* Goals *
A - Change "Rooney Rule" to "Rooney Doctrine" in the piece on Steelers coaching hires, from "Many saw and" to "as you can.", and give that stretch back.
B - Continue the piece on how the Steelers hire head coaches, starting after its last sentence.

* Excerpt *
★ ★ ★ ★ ★ ★ ★
Many saw and still see Mike Tomlin’s hire as a product of “Rooney Rule.” Named after Dan Rooney, the rule requires franchises to interview minorities for head coaching vacancies. Mike Tomlin did get hired because of a Rooney Rule, but one very different from Roger Goodell’s.

As Mike Silverstein, aka “Homer J” on Going Deep with the Steelers, has pointed out time and time again, Dan Rooney’s rule for hiring coaches is pretty straight forward:

  • Hire the best guy, and stick with him as long as you can.

Rooney followed that rule with Chuck Noll. Ten years later he’d added 4 Lombardi Trophies where they’d been none. Ten years removed from his hire date, Bill Cowher had yet to bring home “One for the Thumb” but he was closing in on his 4th AFC Championship game. Cowher lost that AFC Championship game as well as his next, but the Rooney’s stuck with Cowher, and he delivered in Super Bowl XL.

  • Too many Steelers fans don’t quite understand how lucky they are.
Super Bowl XL Lombardi Presentation, Bill Cowher Lombardi Trophy, Dan Rooney, Art Rooney II, Kay Cowher

Bill Cowher stands with Kaye Cowher, Art Rooney II and Dan Rooney on the dias after Super Bowl XL. Photo Credit: Mike Urban, Seattle P-I

In college, I roomed with a New York Jet’s fan, who endured Leon Hess’ firing of Pete Carroll after one season. Hess justified his knee-jerk decision by explaining he was 80 and wanted to win a Super Bowl before he died. Hess replaced Pete Carroll with Rich Kotite.
★ ★ ★ ★ ★ ★ ★
* Source material *
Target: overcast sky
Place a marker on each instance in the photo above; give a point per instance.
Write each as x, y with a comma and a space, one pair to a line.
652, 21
★ ★ ★ ★ ★ ★ ★
* Outputs for the tasks *
A -
Many saw and still see Mike Tomlin’s hire as a product of “Rooney Doctrine.” Named after Dan Rooney, the rule requires franchises to interview minorities for head coaching vacancies. Mike Tomlin did get hired because of a Rooney Doctrine, but one very different from Roger Goodell’s.

As Mike Silverstein, aka “Homer J” on Going Deep with the Steelers, has pointed out time and time again, Dan Rooney’s rule for hiring coaches is pretty straight forward:

  • Hire the best guy, and stick with him as long as you can.

B -
  • For the record, Rich Kotite went 3-13 and 1-15; Pete Carroll is 103-72 and wears a Super Bowl ring.

During the same time frame, the NFL saw Ted Marchibroda take an Indianapolis Colts team that had been 1-15 in 1991, to the 1995 AFC Championship game. If you’ll remember, quick action in the end zone by Randy Fuller on a Hail Mary was what sent Pittsburgh, and not Indianapolis to Super Bowl XXX.

  • Shortly afterwards, the Irsays thanked Ted Marchibroda for turning the team around by firing him and promoted his offensive coordinator Lindy Infante.

For the record, Infante took the Colts to the playoffs in the next season (where the Steelers clobbered them) and went 3-13 a year after. As my friend observed then, “Aren’t you glad you root for a team where that kind of stuff doesn’t happen?”

The answer then and now is “Yes.” And if you claim to be a Steelers fan yours should be the same.

The Playoffs are Here Steelers Nation, Enjoy Them

In just over 24 hours the Pittsburgh Steelers will host their 12 playoff game at Heinz Field.

While durability is becoming an issue, Ben Roethlisberger is still in his prime and he’s about to start a playoff game for the first time with Antonio Brown and Le’Veon Bell. Players like Eli Rogers, Ladarius Green and Jesse James have stepped up during the 7 game winning streak.

  • Cobi Hamilton and Demarcus Ayers, two guys whose names you probably had to look up during training camp, have also delivered big plays when it has counted.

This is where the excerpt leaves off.